-------- Text section

The $8.6 million art facility and its designer, Lake|Flato Architects, recently received a 2017 Honor Award from the American Institute of Architects, San Antonio chapter.
The center, which opened last January, also won a 2017 Metal Architecture Design Award from Metal Architecture magazine, while the facility's general contractor, P.J. Hoerr of Peoria, won a "Master Builder of the Year" award for 2017 from Star Building Systems.
"These distinguished awards for the Whitcomb Art Center are richly deserved recognition for the architect, Lake|Flato, and the builder, P.J. Hoerr, and all the craftspeople who worked on the design and construction," said Knox College President Teresa Amott.
"The awards confirm what Knox students and visitors are experiencing—that this is one of the most exciting new art facilities today," Amott said. "The awards also confirm something 'behind the scenes'—that the Whitcomb Art Center is an extremely efficient and economical academic building."
The AIA award judges said the Whitcomb Art Center merited the Honor Award, the chapter's highest award, because the "pre-engineered metal building provides optimal structural performance using a minimal quantity of steel."
The award panel also noted how Knox's "studio art and art history departments are consolidated into a daylit modern building anchored by a native-landscaped courtyard." The Honor Award was one of four awards Lake|Flato received at the 2017 AIA San Antonio People + Place Awards ceremony on November 29 in San Antonio, Texas.

----------------

Given request A: Rename "instance" to "object" in the entries from the line with "Target: thin branch" up to and including the last line, and write out those lines with nothing else changed. Omit the pictures.
The text and the entries have no connection to each other.

-------- Data provided

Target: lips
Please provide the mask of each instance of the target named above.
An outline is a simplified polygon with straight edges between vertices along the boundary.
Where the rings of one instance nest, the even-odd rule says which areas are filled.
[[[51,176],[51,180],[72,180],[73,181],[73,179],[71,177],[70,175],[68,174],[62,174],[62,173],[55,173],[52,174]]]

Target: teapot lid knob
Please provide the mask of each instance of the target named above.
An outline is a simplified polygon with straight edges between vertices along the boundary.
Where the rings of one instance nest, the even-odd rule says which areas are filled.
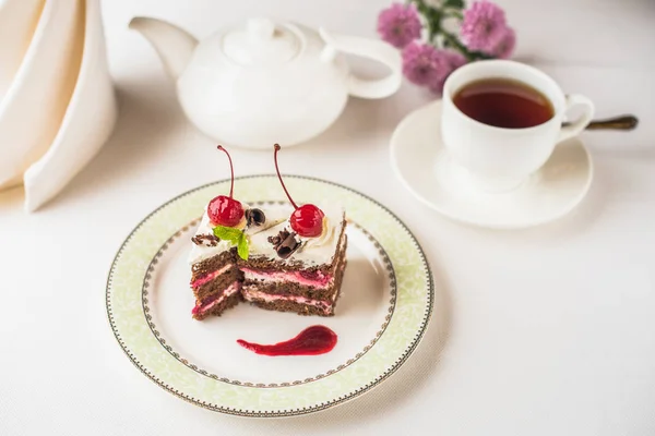
[[[269,19],[250,19],[248,33],[257,39],[271,39],[275,33],[275,23]]]
[[[294,59],[303,47],[303,37],[290,24],[253,17],[225,34],[222,46],[225,56],[238,64],[274,65]]]

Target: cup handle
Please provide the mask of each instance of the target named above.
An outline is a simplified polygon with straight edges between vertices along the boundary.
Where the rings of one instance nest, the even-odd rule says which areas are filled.
[[[582,132],[590,124],[590,122],[592,122],[592,118],[594,117],[594,104],[583,95],[568,95],[564,105],[567,106],[564,112],[568,112],[574,106],[582,106],[584,112],[577,120],[560,130],[559,137],[557,140],[558,143],[577,136],[580,132]]]
[[[347,78],[348,93],[361,98],[384,98],[394,94],[403,81],[403,60],[391,45],[371,38],[358,36],[333,35],[324,28],[319,29],[325,48],[321,53],[323,62],[332,62],[338,51],[372,59],[389,66],[391,73],[383,78],[369,80],[349,74]]]

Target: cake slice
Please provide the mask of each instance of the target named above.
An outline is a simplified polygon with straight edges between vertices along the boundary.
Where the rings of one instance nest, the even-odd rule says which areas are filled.
[[[243,272],[243,299],[262,308],[300,315],[334,315],[346,268],[346,218],[326,209],[320,237],[303,238],[289,220],[250,237]],[[288,215],[287,215],[288,216]]]
[[[262,209],[243,206],[243,220],[235,229],[242,231],[247,238],[285,219],[279,209],[265,214]],[[195,306],[191,314],[195,319],[221,315],[241,300],[243,272],[237,265],[238,249],[233,241],[217,238],[214,227],[205,209],[195,235],[191,239],[193,246],[189,263],[191,289],[195,296]]]

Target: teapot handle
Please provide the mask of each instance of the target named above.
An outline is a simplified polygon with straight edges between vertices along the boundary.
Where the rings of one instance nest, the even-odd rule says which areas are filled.
[[[348,93],[361,98],[384,98],[394,94],[401,87],[403,81],[402,58],[391,45],[371,38],[358,36],[332,35],[324,28],[319,29],[321,38],[325,41],[325,48],[321,59],[325,62],[332,61],[338,51],[344,53],[361,56],[386,65],[391,73],[383,78],[370,80],[348,75]]]

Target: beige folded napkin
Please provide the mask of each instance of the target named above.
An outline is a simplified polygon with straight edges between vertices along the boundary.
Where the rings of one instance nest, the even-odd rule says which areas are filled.
[[[36,210],[95,156],[116,114],[99,1],[45,0],[0,100],[0,190],[23,183]]]

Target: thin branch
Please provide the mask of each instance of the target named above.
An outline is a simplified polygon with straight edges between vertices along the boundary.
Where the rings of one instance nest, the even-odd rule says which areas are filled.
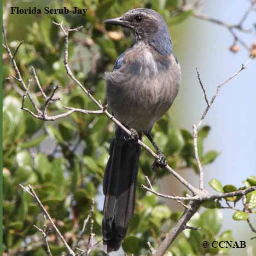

----------------

Given request B: Reproduce the passage of the art center awards article from "The $8.6 million" up to and including "San Antonio chapter.".

Complete output A:
Target: thin branch
Please provide the mask of each object of the target named above.
An outline is a simplified polygon with straight edges between vertices along the boundary.
Where the rings of one object nest, the even-odd rule says which areas are filled.

Complete output B:
The $8.6 million art facility and its designer, Lake|Flato Architects, recently received a 2017 Honor Award from the American Institute of Architects, San Antonio chapter.